* _Exercise details_
Locate the line that contains "on the limestone". Reproduce it and all following lines up to the end of the material, exactly and with nothing added.

..............................

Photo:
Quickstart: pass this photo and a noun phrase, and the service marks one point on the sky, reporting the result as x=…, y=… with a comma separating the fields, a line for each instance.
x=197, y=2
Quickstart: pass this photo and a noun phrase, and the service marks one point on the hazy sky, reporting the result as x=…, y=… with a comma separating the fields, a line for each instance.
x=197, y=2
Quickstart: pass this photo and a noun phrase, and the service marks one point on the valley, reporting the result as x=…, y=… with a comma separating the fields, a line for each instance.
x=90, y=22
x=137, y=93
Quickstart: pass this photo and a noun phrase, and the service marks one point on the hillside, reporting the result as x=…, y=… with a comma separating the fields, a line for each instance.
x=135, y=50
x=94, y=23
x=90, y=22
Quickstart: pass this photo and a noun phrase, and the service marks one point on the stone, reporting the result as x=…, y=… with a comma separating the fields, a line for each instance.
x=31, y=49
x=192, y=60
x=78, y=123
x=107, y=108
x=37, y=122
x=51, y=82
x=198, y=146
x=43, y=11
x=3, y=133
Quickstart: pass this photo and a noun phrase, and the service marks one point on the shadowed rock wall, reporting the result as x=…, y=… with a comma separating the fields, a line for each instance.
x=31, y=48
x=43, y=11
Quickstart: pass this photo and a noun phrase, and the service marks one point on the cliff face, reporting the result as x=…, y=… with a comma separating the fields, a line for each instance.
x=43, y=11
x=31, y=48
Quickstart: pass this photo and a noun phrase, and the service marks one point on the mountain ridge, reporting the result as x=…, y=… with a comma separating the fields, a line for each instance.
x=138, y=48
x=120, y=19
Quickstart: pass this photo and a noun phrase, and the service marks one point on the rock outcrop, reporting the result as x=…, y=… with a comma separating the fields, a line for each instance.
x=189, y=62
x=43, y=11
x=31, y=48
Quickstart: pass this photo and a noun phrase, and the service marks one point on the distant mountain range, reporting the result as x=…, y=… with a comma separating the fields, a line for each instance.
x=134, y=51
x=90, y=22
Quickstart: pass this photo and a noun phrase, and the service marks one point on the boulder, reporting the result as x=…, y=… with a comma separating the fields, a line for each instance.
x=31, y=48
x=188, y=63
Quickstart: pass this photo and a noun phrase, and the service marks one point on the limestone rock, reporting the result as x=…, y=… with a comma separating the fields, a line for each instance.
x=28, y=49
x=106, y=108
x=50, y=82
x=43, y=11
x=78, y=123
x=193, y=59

..............................

* _Answer to the exercise_
Quickstart: pass this photo and a noun phrase, and the service marks one point on the limestone rock, reporting the result as x=…, y=… with a comma separating the fields, a line for each instance.
x=28, y=49
x=106, y=108
x=50, y=82
x=43, y=11
x=78, y=123
x=193, y=59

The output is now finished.